Publié le jeudi 28 septembre 2006 | https://banpublic.org/2006-blog-03-la-bouffe-en-prison/

La Bouffe... en prison

1019 Jours de détention... en Maison d’Arrêt
Extrait de la correspondance adressée à ma fille, pour lui présenter mes conditions de détention et mon « nouveau » cadre de vie

La « bouffe » :

Tu sais, ma chérie, sois sûre qu’il y a des situations bien pires que la prison, et si ce n’est pas un lieu de vacances, ce n’est pas non plus le bagne.
 
 
Dans une certaine mesure, nous restons libres de choisir la façon dont nous souhaitons « organiser » (vivre) notre détention.
A chacun de faire ses choix.

Aujourd’hui, je vais te parler de la "bouffe" (comme on dit ici).
Ce n’est pas pire qu’à la "caserne", mais ceci n’est pas une bonne référence.
C’est en fait, très inégal, certains plats sont bons, d’autres sont immangeables. Il n’y a aucun équilibre, toutes les viandes baignent dans une sauce (toujours la même ou presque), mais je ne la mange jamais (trop grasse, trop insipide).
En principe, il y a une entrée (salade diverse ou petite charcuterie), un plat (viande et légumes verts ou pomme de terre, riz, pâtes, souvent des frites (2 x par semaine - difficilement mangeables).

Pour compléter cela, très souvent, nous avons hamburger, knack, saucisse, viande bouillie), en dessert : fromage, yaourt ou fruit.
Pour ceux qui ont connu l’armée ou la vie en collectivité, ces repas sont dans la bonne moyenne.

Les consignes =>
1. Extrayez toutes les lignes des entrées qui contiennent le mot « window », en tenant compte des majuscules et des minuscules.
2. Poursuivez le texte sur les repas en prison à partir de sa dernière phrase.
Le texte et les entrées ne viennent pas de la même source.

[Lignes d'un jeu de données de pointage d'objets]

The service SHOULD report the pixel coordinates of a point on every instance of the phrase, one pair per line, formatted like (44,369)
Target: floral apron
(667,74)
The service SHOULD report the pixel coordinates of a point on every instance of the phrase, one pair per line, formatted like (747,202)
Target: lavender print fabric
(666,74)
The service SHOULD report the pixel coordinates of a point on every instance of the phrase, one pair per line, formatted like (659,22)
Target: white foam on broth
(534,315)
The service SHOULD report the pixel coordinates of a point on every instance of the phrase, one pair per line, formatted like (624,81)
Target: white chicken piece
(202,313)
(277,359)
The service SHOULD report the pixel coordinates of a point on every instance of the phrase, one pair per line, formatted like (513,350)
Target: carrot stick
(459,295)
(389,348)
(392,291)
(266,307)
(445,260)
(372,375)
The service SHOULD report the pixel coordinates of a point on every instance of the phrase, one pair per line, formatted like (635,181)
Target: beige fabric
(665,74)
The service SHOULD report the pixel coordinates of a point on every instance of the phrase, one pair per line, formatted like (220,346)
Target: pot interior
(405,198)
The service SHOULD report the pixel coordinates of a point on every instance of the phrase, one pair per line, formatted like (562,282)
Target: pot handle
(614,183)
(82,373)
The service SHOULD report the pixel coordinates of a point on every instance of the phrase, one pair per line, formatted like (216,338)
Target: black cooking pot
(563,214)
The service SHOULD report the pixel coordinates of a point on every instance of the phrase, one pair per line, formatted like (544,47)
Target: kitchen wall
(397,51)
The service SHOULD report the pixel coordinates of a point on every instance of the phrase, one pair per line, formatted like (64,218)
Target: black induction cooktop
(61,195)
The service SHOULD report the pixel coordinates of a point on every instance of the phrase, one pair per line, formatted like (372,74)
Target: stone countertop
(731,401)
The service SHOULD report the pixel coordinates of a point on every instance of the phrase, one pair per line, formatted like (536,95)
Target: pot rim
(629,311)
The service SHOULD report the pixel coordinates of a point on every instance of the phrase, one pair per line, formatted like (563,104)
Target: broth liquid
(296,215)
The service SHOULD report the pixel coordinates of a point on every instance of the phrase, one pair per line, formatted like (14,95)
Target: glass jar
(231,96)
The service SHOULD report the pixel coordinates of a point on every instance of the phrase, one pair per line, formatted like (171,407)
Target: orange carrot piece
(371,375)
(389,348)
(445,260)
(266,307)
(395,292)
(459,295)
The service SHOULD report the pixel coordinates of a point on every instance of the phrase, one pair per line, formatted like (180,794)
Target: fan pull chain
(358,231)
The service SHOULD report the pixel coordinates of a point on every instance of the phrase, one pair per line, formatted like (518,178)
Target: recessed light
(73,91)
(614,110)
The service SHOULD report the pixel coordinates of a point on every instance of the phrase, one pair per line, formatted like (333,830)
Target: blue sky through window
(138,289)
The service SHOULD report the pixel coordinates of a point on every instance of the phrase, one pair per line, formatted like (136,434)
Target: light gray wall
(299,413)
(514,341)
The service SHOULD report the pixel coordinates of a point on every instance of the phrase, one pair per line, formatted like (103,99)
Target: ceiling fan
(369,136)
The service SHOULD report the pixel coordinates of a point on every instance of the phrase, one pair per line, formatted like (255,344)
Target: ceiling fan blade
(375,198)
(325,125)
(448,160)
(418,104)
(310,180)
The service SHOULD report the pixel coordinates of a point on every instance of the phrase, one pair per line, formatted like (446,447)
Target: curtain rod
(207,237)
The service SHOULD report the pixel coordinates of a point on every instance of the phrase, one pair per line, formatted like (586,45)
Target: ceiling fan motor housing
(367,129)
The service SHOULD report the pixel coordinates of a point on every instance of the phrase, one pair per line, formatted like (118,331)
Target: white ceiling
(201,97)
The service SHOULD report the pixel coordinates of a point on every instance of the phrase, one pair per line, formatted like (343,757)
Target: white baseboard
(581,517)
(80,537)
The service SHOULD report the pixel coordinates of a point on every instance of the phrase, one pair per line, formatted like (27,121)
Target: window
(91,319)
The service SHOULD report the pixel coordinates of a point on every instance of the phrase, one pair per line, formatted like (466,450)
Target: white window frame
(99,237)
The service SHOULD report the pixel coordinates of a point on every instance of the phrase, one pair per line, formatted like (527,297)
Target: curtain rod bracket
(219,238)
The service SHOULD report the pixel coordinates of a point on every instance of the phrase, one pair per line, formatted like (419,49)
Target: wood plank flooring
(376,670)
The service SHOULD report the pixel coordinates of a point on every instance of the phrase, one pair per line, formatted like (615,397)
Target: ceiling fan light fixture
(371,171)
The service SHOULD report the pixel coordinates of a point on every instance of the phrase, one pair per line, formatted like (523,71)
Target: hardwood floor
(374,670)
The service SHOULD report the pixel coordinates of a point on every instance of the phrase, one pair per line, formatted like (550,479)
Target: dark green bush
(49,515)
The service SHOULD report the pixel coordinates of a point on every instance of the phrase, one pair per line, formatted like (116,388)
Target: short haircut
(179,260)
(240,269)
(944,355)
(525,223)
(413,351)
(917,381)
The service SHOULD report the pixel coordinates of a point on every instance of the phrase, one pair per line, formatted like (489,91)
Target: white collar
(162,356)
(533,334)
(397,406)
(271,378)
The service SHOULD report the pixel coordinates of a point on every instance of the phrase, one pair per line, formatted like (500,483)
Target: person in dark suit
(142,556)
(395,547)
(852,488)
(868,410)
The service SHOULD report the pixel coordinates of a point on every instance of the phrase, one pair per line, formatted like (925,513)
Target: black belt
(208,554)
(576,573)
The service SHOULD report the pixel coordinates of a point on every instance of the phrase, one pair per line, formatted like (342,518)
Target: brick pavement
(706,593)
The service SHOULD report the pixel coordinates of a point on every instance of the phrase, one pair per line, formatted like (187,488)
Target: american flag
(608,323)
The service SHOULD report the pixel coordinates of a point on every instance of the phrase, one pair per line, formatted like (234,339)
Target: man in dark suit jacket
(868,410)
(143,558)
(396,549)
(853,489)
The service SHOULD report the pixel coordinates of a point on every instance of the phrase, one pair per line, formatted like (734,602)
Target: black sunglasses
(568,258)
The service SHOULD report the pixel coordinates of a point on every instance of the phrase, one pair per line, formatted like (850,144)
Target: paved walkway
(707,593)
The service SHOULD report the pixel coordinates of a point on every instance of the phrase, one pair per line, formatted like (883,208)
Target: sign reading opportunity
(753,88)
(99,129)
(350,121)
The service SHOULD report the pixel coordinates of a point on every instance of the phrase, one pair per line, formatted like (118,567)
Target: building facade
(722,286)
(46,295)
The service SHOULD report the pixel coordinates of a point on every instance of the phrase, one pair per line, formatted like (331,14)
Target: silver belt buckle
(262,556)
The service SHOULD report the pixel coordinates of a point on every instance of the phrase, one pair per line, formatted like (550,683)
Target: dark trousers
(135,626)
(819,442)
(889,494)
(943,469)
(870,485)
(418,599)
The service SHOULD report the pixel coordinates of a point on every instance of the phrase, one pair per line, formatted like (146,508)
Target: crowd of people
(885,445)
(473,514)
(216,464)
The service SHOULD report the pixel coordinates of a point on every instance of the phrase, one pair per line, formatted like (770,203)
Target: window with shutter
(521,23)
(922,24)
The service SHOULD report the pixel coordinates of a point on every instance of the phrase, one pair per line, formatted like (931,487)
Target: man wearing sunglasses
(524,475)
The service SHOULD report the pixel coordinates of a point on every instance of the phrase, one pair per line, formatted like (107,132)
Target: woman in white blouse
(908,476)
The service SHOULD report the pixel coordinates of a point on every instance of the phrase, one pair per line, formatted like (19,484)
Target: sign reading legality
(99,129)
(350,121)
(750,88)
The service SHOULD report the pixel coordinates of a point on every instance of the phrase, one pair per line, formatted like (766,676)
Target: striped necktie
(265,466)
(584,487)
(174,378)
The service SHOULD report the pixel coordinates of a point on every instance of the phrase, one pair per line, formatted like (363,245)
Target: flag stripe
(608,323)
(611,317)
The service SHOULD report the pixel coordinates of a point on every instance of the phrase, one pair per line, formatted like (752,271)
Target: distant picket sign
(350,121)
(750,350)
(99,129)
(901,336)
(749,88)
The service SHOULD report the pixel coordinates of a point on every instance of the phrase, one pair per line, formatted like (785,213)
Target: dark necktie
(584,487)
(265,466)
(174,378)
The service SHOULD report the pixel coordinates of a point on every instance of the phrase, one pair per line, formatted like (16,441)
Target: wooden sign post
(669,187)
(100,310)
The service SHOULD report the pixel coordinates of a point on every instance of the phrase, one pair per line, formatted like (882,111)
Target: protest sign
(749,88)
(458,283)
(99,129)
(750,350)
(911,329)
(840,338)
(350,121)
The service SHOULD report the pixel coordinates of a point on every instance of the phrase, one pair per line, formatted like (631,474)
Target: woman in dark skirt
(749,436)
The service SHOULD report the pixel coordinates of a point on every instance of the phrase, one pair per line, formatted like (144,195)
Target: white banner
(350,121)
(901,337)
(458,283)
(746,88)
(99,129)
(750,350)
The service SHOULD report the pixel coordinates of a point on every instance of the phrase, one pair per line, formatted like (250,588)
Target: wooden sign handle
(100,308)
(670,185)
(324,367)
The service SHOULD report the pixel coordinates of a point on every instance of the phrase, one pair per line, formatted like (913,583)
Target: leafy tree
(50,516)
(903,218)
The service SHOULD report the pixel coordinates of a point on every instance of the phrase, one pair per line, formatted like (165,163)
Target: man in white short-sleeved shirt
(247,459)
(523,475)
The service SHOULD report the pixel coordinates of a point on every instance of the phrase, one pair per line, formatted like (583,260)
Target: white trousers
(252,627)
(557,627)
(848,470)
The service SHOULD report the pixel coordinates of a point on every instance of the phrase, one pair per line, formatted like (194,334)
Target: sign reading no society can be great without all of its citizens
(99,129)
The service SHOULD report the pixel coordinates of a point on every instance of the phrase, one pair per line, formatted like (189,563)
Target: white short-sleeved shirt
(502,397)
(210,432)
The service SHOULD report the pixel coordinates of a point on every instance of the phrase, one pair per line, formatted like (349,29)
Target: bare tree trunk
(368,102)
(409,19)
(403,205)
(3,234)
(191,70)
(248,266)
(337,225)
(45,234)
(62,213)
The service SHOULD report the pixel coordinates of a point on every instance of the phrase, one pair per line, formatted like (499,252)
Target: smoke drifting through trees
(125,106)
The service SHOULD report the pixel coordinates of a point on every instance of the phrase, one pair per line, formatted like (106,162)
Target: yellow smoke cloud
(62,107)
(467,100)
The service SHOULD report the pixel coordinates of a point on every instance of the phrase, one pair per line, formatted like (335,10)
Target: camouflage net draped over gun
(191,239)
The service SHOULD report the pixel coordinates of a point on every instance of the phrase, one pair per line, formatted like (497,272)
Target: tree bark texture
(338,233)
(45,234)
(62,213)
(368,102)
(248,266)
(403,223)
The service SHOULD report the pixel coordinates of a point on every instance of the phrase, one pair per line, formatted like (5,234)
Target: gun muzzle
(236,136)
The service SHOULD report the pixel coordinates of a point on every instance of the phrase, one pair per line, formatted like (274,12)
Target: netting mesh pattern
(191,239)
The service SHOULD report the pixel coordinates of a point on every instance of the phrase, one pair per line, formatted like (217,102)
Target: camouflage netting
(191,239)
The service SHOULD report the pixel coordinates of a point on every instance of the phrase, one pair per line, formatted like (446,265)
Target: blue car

Réponses =>
1.
Target: blue sky through window
Target: window
Target: white window frame
Target: window with shutter

2.
Bref, tout cela est assez banal, quelconque, rarement bon, souvent mangeable pour quelqu’un comme moi qui ne suis pas trop difficile. Pour certains, c’est l’enfer, ils ne mangent rien. Pendant un mois, j’ai relevé les menus, il n’y en a pas plus de 15 différents.
D’après une source d’information, dite bien informée, le prix de la journée (les 3 repas) serait de 3 €uros. Cela me semble peu... mais parfois beaucoup pour certains jours...
Au niveau présentation, cela nous est apporté (en cellule) dans des plateaux à alvéoles (en inox, avec couvercle) et barquettes plastiques pelliculées (depuis la mi-2003, cette pratique s’est généralisée - normes européennes obligent, paraît-il). Le tout est chaud et transporté dans des armoires roulantes chauffées.
A ce niveau-là, on ne peut pas se plaindre, cela semble propre et hygiénique (gants jetables, vêtements adéquats blancs).
Pour la quasi-totalité des détenus, il y a la nécessité de "cantiner", parce que ce qui est servi, ne plaît pas et/ou n’est pas suffisant en quantité ou manque de diversité.
"Cantiner" veut dire acheter. En fait, on peut cantiner pratiquement de tout, il suffit d’avoir de l’argent et que ce ne soit pas dangereux (ainsi, nous avons des couteaux qui ne coupent pas).
Les livraisons sont hebdomadaires, mais la distribution des bons se fait, à jour fixe, la veille du ramassage.

Ainsi, chaque jour, nous sont distribuées une ou plusieurs listes de produits alimentaires et non alimentaires qui regroupent tout ce que tu peux avoir ou vouloir de consommable.
De la famille, on ne peut recevoir que du linge et/ou des livres. Tout le reste doit être acheté, sur place, à des prix proches de ceux que l’on trouve dans les grandes surfaces.
Il y a même des produits surprenants comme des journaux (quotidiens, hebdomadaires ou mensuels) de tout bord ou des produits frais comme pâtisserie (chaque semaine), beurre, salade, viande fraîche, laitages ou des plats cuisinés (en boîte). Certains ont un frigo (loué 9,15€/ mois).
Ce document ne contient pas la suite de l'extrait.